** Opening Records for the task block **
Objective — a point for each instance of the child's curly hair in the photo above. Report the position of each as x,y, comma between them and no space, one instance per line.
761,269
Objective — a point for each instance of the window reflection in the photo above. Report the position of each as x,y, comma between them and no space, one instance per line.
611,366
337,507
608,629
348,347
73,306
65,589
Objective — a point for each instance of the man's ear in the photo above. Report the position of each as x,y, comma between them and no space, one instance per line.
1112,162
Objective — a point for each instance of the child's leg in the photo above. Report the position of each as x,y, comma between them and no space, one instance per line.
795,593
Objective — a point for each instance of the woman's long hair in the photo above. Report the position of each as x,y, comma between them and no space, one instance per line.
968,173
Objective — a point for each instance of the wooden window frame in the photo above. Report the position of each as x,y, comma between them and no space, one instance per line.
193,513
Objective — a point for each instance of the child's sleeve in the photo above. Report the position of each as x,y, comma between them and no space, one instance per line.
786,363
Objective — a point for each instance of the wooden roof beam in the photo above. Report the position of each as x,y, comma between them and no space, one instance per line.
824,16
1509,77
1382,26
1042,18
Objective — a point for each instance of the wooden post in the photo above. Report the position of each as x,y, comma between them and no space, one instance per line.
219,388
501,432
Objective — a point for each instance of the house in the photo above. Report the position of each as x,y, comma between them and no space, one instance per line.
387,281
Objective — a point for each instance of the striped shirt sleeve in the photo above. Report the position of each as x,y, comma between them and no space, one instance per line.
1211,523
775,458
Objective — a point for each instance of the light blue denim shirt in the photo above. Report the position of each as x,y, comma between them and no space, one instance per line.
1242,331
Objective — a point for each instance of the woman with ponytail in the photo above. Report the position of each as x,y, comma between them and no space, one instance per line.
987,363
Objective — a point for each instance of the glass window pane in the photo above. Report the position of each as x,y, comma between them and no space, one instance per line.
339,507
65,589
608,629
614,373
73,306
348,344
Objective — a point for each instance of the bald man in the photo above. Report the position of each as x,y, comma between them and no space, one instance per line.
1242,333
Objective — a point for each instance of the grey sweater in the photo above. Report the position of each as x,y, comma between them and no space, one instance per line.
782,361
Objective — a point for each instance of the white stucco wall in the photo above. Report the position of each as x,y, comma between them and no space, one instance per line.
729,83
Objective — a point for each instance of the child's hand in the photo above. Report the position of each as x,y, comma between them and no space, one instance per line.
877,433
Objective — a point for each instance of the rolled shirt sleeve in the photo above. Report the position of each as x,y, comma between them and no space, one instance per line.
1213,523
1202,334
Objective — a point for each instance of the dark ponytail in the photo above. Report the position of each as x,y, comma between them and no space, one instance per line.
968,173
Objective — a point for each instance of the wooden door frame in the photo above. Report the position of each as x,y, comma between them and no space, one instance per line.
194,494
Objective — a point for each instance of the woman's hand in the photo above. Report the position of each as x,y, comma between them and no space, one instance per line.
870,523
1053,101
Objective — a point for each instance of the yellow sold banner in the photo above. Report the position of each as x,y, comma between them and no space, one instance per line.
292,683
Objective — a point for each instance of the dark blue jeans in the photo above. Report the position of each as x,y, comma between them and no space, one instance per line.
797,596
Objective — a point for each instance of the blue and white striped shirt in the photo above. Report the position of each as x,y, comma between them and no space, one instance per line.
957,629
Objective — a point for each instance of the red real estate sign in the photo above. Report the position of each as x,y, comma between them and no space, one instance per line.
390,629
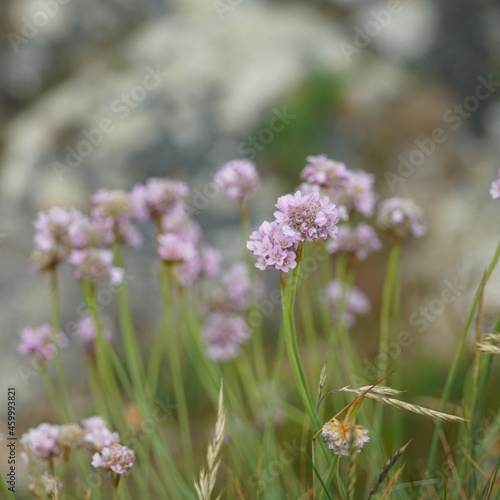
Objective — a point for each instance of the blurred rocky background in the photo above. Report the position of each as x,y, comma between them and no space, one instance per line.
106,93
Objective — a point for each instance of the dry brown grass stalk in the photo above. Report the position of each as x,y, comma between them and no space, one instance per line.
402,405
206,482
385,470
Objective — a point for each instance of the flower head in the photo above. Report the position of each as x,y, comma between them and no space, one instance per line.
495,187
42,442
307,217
51,238
173,249
157,197
111,216
401,217
238,179
348,189
345,301
324,172
273,247
224,334
116,458
341,435
95,265
359,241
41,341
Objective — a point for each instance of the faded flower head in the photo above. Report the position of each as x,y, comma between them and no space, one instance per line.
347,189
156,197
224,335
70,435
273,248
116,458
173,249
97,435
41,341
111,203
41,442
51,239
86,333
307,217
51,484
324,172
95,265
359,241
83,232
495,187
401,217
238,179
338,434
345,302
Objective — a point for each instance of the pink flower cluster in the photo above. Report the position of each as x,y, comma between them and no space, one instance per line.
95,264
495,187
157,197
348,189
97,435
238,179
359,241
401,217
47,441
41,341
298,218
345,302
179,243
116,458
41,443
224,334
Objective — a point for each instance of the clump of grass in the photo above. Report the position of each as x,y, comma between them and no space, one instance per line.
206,482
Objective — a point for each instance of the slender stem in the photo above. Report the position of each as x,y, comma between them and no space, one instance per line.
257,337
132,352
56,327
172,350
292,347
329,477
385,322
454,367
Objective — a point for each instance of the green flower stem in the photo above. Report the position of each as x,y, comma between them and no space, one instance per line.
257,337
97,395
331,473
385,321
110,391
56,328
456,361
132,352
398,421
292,346
51,392
171,345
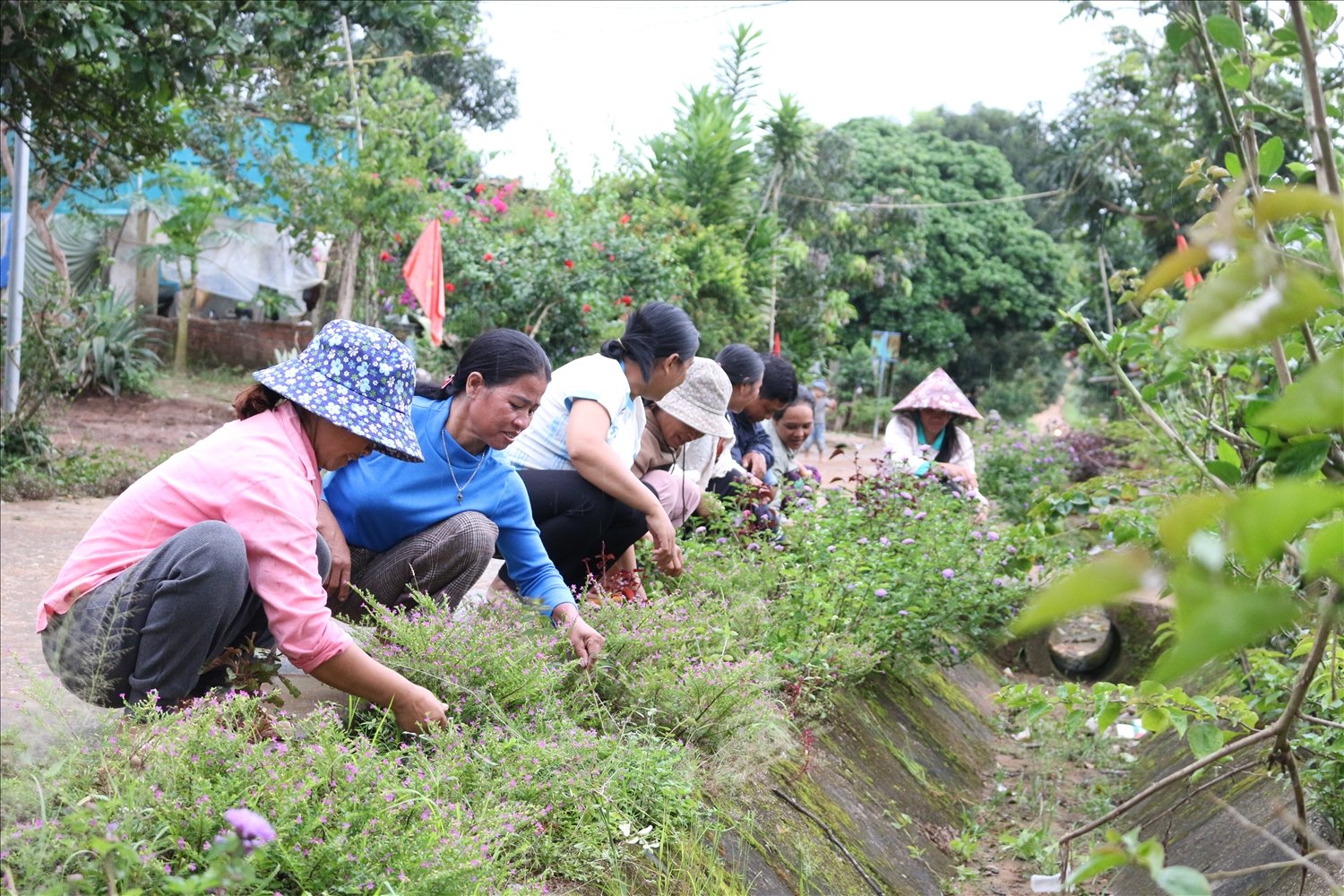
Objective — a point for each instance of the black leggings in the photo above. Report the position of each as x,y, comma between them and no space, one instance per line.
582,527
** Closing Records for the task block **
**Requirement**:
Every record above should be duplicated precisely, with the images removed.

**Task response**:
Objective — a point for each instance of the child's curly hair in the photo above. Report the position of each as x,y, comma between them and no space, one instance per line.
761,269
Objective — a point for each instance of the window reflection in the photo above. Report the position of each as x,y, comma between them and no space, one instance per line.
611,366
337,507
608,629
348,347
73,306
65,589
Objective — a point for each instance of the man's ear in the photo above. Report the position of each as x,y, comma between them and no space, one instance per line.
1112,162
Objective — a point for each instance of the child's leg in the photo above. Report the position of each as x,y, comma between them and no space, one instance per line.
795,593
Objective — a point for each instance of the woman's long hair in the photo above. Report the position of each as x,y, comma between them and no space, one instance per line.
968,173
Objective — a point for each instance of the wooden window frame in the photo above. Report the position of each as x,y, comma between them and no space, one instance per line.
193,513
Objective — a point for each instance of the child's sleeve in the photo above. Report the position of each as x,y, comma between them and no space, one instance per line.
786,363
Objective — a point for each instance of the wooden roof beam in the photo above. Report the position of each as x,y, comma between them and no space, one instance per line.
824,16
1509,77
1382,26
1042,18
Objective — a point for each instance of the wooden post in the photo above. Report the position of each as x,y, comma between them and no space, one instance per line.
219,388
501,432
Objective — a point for each instance of the house in the photo above. Report the position of each as x,y, comma between them and no space, one instance per line.
387,281
Objective — a point for each instance of the striped shirt sleeve in the photo above. Report the position of each as x,y, comma between them and no space, one instance per line.
1211,523
775,458
Objective — a point for each instance of the light blue denim shirt in the photo above. Report the position of each as x,y, comma between them and no space, one instance per line.
1242,331
Objective — a point for each instance of the woman with ponytail in the photo above. Report the position of each as x,y, comma between them and no space, one instance per line.
987,363
Objective — a point for each instance of the glass window pane in the photo above. Report the position of each as x,y, comma between them and no space, one instance per line.
339,507
65,589
608,629
614,373
73,306
348,344
Objective — a point for each instance of the bald man in the photo above. Report the position of each as x,y, comma between them and no space, one instance per line.
1242,333
Objective — a point for each instance of the grey sweater in the photo above. Report the position of each as x,y, comma between them and no space, one instance per line.
782,361
Objective — a point for each instance of the white stucco wall in the photo above. Report the position of each as x,y, comma between them and no space, one instance per line.
729,83
Objective — a point for each instance of the child's hand in the photo above. Report the position of each as x,y, comma between them and no space, one instance per line.
877,433
Objective — a point for each instance of the rolled shirt sleeve in the photo above. Report the position of each as x,y, comma between them and no space, one instance per line.
1213,523
1202,334
Objective — a point for each instance of the dark ponytail in the photo above. Report the position of each as x,y, comma between them and no space, one instance per line.
968,173
Objective — a point for each instance of the wooden door frame in the photo above. Report the position of each as x,y, comma between them and no space, one instance per line.
194,494
Objective — a point for each instance of the woman's hand in the photo above. Report the position of each as x,y, comma between them and no space, one instance per line.
870,523
1053,101
Objective — a point for each instance of the yellow sold banner in the photo above. Report the position of each as x,y, comma between them and no space, one instance per line.
292,683
Objective — a point for each instance of the dark blue jeans in the photo above. Report the position of each as x,y, comma between them and no space, one instance per line.
797,596
Objective — a point for each instance of the blue and white striped shirt in the photo above. Report the position of each as x,y, comma between them and no space, one instance per line.
957,629
Objective — a point for each instance of the red real estate sign in the photo above. Report the position of each as x,y, comma between them and no space, one instance per line.
390,629
Objective — a point for each instance of the blurred rocky background in the photo above. Report the position of each as x,y, comma between them and no space, one instance per line.
106,93
Objective — a point for each instance of the dry brown grass stalk in the photo above. Report the position of each as x,y, comma between them and no space, one instance per line.
402,405
206,482
385,470
Objective — a point for each instance of the flower head in the photo above. Report the position of each as x,y, comma between them and no space, one instance per line.
495,187
42,442
307,217
51,238
173,249
157,197
111,216
401,217
238,179
348,189
345,301
324,172
273,247
224,334
116,458
341,435
95,265
359,241
41,341
Objective — a point for each instance of the faded flower head in the photo above. Report the position of each as x,y, comma between them and no space, one instance per line.
347,189
156,197
224,335
70,435
273,248
116,458
173,249
97,435
41,341
111,203
41,442
51,239
86,333
307,217
51,484
324,172
95,265
359,241
83,232
495,187
401,217
238,179
338,434
345,302
Objective — a point for each instance of the pink flower cluster in the photo above. Report the position of each as x,y, comma between them and no space, one instance per line.
95,264
495,187
157,197
348,189
97,435
238,179
359,241
401,217
47,441
41,341
298,218
345,302
179,243
116,458
41,443
224,334
Objective — a point for each instance of the clump of grass in the photo above. Report the position of each as x,y, comma between them and no space, one instance per line.
206,482
Objective — a point for each instance of the slender stem in the photo above. Report the position of each as x,y, comma between them and no space, one instance per line.
257,337
132,352
56,327
172,350
292,347
329,477
385,322
454,367
Objective — a point for each instance of the green flower stem in the photo above. Report the position of each as x,y, comma between them and no space, one instance per line.
257,337
97,395
331,473
385,321
110,391
56,328
456,361
132,352
398,421
292,346
51,392
171,345
Objective — a point for each instance of the black leggings in the photo above. Report the position of each as x,y, comma between them and no space, one instance per line.
582,527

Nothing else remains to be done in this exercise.